--- WORK INSTRUCTIONS ---
Copy the material below, switching every "Detection Record" to "Detection Entry" and leaving everything else unchanged.
### RECORDS SHOWN
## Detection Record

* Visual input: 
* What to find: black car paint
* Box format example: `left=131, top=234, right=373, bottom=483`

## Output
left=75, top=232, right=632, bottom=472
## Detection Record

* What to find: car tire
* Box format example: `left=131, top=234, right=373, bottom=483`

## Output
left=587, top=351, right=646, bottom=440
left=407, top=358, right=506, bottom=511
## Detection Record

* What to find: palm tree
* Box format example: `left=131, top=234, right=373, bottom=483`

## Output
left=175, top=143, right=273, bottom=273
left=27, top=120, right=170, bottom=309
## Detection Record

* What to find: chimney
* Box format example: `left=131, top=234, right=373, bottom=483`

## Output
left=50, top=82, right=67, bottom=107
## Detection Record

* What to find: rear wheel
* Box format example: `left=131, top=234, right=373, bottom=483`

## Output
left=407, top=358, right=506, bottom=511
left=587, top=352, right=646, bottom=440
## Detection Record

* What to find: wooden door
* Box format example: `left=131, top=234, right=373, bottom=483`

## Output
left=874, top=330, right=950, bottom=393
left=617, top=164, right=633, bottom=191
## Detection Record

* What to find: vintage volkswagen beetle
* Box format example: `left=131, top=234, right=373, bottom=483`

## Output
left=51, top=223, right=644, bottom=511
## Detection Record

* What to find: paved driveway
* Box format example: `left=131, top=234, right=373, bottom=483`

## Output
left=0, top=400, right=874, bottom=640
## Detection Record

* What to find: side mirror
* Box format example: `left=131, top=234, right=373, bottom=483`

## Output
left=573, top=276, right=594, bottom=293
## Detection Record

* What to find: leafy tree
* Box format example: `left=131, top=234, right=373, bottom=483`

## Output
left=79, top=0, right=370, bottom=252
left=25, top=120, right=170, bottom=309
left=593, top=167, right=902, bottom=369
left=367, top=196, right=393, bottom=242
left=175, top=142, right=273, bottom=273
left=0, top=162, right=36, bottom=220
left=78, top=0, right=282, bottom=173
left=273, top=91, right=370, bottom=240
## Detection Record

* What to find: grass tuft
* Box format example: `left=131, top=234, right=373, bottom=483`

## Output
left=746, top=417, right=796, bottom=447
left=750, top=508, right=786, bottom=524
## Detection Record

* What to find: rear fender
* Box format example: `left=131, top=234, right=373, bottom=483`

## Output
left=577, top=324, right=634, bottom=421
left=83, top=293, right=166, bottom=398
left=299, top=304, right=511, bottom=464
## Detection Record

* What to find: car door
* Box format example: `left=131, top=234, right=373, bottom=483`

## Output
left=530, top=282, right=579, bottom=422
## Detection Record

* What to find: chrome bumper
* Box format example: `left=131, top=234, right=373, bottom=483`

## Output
######
--- SOLUTION TO THE EXERCISE ---
## Detection Entry

* Visual input: 
* What to find: black car paint
* Box format example: `left=131, top=234, right=373, bottom=483`

## Output
left=75, top=232, right=632, bottom=472
## Detection Entry

* What to find: car tire
* Box format example: `left=131, top=234, right=373, bottom=483`

## Output
left=587, top=351, right=646, bottom=440
left=407, top=358, right=506, bottom=511
## Detection Entry

* What to find: palm tree
* Box format example: `left=131, top=234, right=373, bottom=483`

## Output
left=175, top=143, right=273, bottom=273
left=27, top=120, right=170, bottom=309
## Detection Entry

* What to find: chimney
* Box format example: `left=131, top=234, right=373, bottom=483`

## Output
left=50, top=82, right=67, bottom=107
## Detection Entry

* What to find: rear wheel
* Box format example: `left=131, top=234, right=373, bottom=483`

## Output
left=407, top=358, right=506, bottom=511
left=587, top=352, right=646, bottom=440
## Detection Entry

* What to find: wooden door
* Box format example: `left=131, top=234, right=373, bottom=483`

## Output
left=874, top=330, right=950, bottom=393
left=617, top=164, right=633, bottom=191
## Detection Entry

* What to find: vintage volkswagen beetle
* Box format example: `left=131, top=234, right=373, bottom=483`

## Output
left=51, top=223, right=644, bottom=511
## Detection Entry

* What to find: paved driveway
* Box format example: `left=131, top=234, right=373, bottom=483`

## Output
left=0, top=400, right=874, bottom=640
## Detection Entry

* What to find: side mirror
* Box format example: `left=131, top=234, right=373, bottom=483`

## Output
left=573, top=276, right=594, bottom=293
## Detection Entry

* What to find: leafy tree
* Box format example: `left=131, top=234, right=373, bottom=483`

## Output
left=79, top=0, right=370, bottom=252
left=25, top=120, right=170, bottom=309
left=593, top=167, right=902, bottom=369
left=367, top=196, right=393, bottom=242
left=175, top=142, right=273, bottom=273
left=0, top=162, right=36, bottom=220
left=78, top=0, right=282, bottom=173
left=273, top=91, right=370, bottom=240
## Detection Entry

* What to find: grass tuft
* Box format example: `left=131, top=234, right=373, bottom=483`

## Output
left=746, top=417, right=796, bottom=447
left=750, top=508, right=786, bottom=524
## Detection Entry

* What to find: rear fender
* Box format example: `left=131, top=234, right=373, bottom=483`

## Output
left=577, top=324, right=634, bottom=421
left=83, top=293, right=166, bottom=398
left=299, top=304, right=511, bottom=464
## Detection Entry

* What to find: car door
* Box format example: `left=131, top=234, right=373, bottom=483`

## Output
left=530, top=282, right=579, bottom=422
## Detection Entry

* What to find: chrome bumper
* Box format example: `left=131, top=234, right=373, bottom=483`

## Output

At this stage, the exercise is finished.